Задания к упражнению:
[1] Ответь по отрывку о встрече с советскими литераторами:
(a) Каким писателем оказался Олдридж?
(b) Кто в Советском Союзе решал, что будет переведено и в скольких экземплярах напечатано?
(c) Для чего явно предназначалось выступление Сельвинского?
[2] Продолжи отрывок о встрече с советскими литераторами, начав сразу после его последней фразы.

Исходный текст:
──────────────────────────────

Позже я с удивлением узнал, что речь шла о весьма посредственных
литераторах. Олдридж оказался австралийским писателем-коммунистом, а Гринвуд
автором популярного романа "Любовь безработных". Их книги были переведены на
русский язык и изданы большими тиражами. Средний советский читатель не имел
ни малейшего представления о шкале ценностей, принятой в западных кругах. В
Советском Союзе официальный литературный комитет, учрежденный Центральным
комитетом партии, решал, что будет переведено и в скольких экземплярах
напечатано. Между тем, на Западе основными литературными событиями были
тогда публикация романа Кронина "Замок Броуди" и двух или трех пьес Моэма и
Пристли. В России же кроме Гринвуда и Олдриджа были известны Г.Грин,
С.П.Сноу, Айрис Мердок и другие "сердитые молодые люди". Кажется, мои
хозяева не поверили, что я не знаю упомянутых ими двух авторов. Очевидно, в
их глазах я был капиталистическим агентом, которому надлежало избегать
разговоров о левых писателях -- подобно тому, как они сами игнорировали факт
существования русской эмигрантской культурной среды. "Я знаю, - говорил
Сельвинский так громко и торжественно, как будто обращался к широкой
аудитории, -- я знаю, что на Западе нас считают конформистами. Таковы мы и
есть в том плане, что как бы мы не отклонялись от директив партии, это
постоянно кончается тем, что партия права, а мы не правы. Партия все видит,
слышит и знает лучше нас". Я заметил, что остальные гости недовольны этим
выступлением, явно предназначавшимся для скрытых микрофонов, всегда
установленных на подобных встречах. Слова Сельвинского прозвучали как гром
среди ясного неба, и после них воцарилась напряженная тишина. То, что
свободно говорилось в частном кругу, было совершенно неприемлемо на
официальном приеме. Очевидно, Сельвинский в своем опальном положении уже
ничего не боялся.

──────────────────────────────

Предложенный список:
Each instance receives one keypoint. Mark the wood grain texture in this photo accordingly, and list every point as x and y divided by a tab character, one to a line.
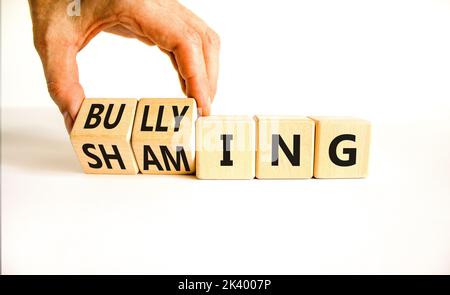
101	136
274	134
163	137
225	147
341	147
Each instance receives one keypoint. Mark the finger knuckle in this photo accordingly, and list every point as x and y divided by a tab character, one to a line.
193	38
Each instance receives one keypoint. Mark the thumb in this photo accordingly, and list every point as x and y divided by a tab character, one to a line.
61	73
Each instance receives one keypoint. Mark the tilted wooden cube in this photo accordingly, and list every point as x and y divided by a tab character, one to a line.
101	136
284	147
341	147
225	147
163	137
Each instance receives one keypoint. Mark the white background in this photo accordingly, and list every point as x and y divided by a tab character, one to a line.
387	61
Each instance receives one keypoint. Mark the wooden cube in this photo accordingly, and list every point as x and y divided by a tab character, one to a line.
101	136
341	147
225	147
284	147
163	135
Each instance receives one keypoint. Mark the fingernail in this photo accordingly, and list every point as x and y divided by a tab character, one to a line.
68	121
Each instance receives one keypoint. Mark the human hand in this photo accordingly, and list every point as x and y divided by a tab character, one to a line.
192	46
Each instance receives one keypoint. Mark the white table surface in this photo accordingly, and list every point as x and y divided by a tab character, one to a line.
57	220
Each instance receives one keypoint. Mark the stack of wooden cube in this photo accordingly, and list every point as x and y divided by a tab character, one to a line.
164	136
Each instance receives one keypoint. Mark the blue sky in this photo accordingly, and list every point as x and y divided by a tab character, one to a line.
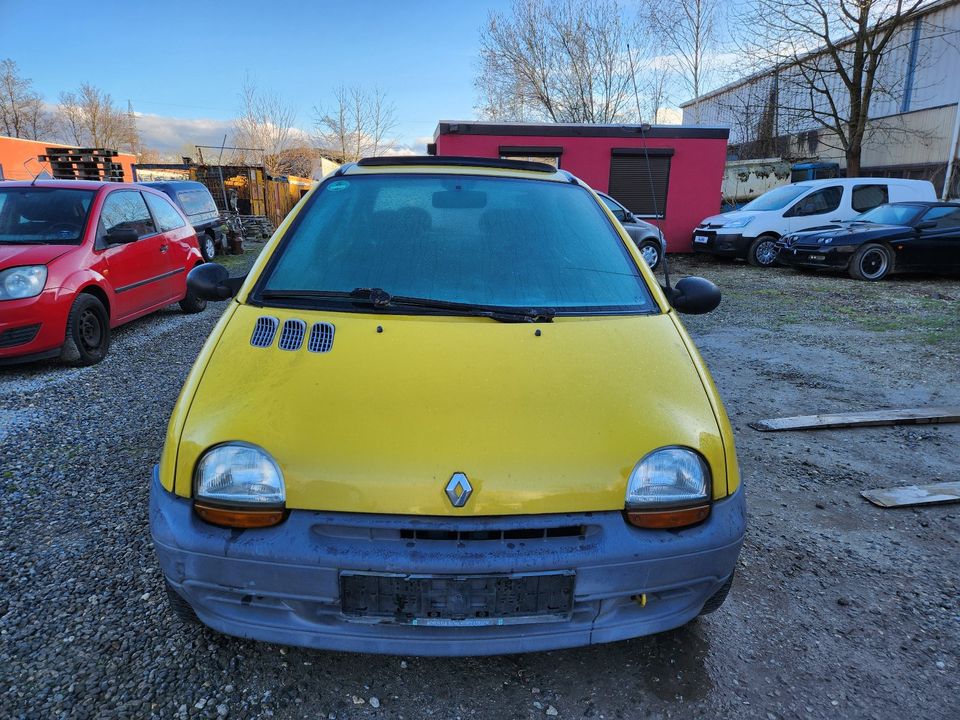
186	61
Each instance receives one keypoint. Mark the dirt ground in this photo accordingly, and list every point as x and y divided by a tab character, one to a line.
839	609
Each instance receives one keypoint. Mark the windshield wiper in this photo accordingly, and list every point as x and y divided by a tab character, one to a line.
380	299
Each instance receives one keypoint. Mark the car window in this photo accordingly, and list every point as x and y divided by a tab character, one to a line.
819	202
47	215
777	199
467	239
125	209
867	197
945	217
196	202
166	215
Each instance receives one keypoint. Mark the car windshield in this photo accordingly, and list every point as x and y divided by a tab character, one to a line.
503	242
777	199
196	202
890	214
52	216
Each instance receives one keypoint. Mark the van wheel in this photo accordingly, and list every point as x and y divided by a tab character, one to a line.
871	262
208	246
651	253
763	251
716	600
88	332
180	607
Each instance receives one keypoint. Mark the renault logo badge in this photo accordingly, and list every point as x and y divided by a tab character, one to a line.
459	490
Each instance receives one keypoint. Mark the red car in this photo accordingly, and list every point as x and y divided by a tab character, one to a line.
79	258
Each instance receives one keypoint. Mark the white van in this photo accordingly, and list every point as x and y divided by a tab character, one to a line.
752	232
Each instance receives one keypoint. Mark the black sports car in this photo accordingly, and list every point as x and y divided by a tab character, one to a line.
911	236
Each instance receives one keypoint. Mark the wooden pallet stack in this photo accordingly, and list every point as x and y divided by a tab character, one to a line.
83	164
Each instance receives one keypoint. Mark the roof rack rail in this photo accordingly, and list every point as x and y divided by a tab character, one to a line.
456	161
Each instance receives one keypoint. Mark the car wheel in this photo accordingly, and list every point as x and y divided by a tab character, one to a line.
716	600
651	253
180	607
192	304
763	251
871	262
208	246
88	332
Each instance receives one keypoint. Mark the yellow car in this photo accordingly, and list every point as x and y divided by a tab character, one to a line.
449	411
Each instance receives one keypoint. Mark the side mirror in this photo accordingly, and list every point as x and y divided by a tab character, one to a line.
212	281
694	296
122	236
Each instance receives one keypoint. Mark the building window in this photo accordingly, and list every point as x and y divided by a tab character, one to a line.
867	197
639	179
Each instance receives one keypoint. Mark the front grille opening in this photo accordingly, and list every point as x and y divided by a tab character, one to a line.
263	331
292	334
563	531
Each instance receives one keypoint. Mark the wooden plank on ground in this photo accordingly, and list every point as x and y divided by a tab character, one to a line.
913	416
914	495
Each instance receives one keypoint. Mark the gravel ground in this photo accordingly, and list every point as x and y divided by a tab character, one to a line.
840	609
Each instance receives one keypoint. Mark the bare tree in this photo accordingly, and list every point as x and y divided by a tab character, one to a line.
687	30
358	123
830	61
22	112
89	117
558	60
266	125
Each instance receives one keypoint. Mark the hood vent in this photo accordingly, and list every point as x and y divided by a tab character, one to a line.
321	337
292	334
264	331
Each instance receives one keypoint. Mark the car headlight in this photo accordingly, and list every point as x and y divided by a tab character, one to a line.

──────────────────────────────

Ответы:
[1]
(a) Австралийским писателем-коммунистом.
(b) Официальный литературный комитет, учрежденный Центральным комитетом партии.
(c) Для скрытых микрофонов, всегда установленных на подобных встречах.

[2]
Я, тогда еще мало разбиравшийся в ситуации, заявил, что свободная
дискуссия на политические темы не может быть опасной в демократической
стране. Но красивая дама, жена одного известного русского писателя и в
прошлом одна из секретарш Ленина возразила мне: "Мы живем в обществе,
построенном по законам науки. Разве можно говорить о свободе мышления,
например, в области физики? Ведь только сумасшедшие и невежественные
отрицают, например, законы движения. Почему мы, марксисты, открывшие
закономерности развития истории и общества, стали бы запрещать независимое
социальное мышление? Если же вы имеете в виду свободу ошибаться, то ее мы,
действительно, не допускаем. О чем вы, собственно, говорите? Именно правда
дает свободу: мы гораздо свободнее, чем вы там, на Западе". И она
процитировала Ленина и Луначарского. Когда я ответил, что ее мысли похожи на
тезисы Огюста Конта, французского позитивиста девятнадцатого века, чьи
взгляды весьма не одобрялись Марксом и Энгельсом, комната, казалось,
наполнилась холодом, и общество как-то незаметно перешло к обсуждению
литературных сплетен. Мне был преподан урок. Вступая в подобного рода
дискуссию и задавая собеседникам каверзные вопросы, я ставил их в опасное
положение. Я никогда с тех пор не видел ни мадам Афиногенову, ни кого-то из
ее гостей. Теперь я отношусь с полным пониманием к их реакции и признаю
бестактность моего поведения.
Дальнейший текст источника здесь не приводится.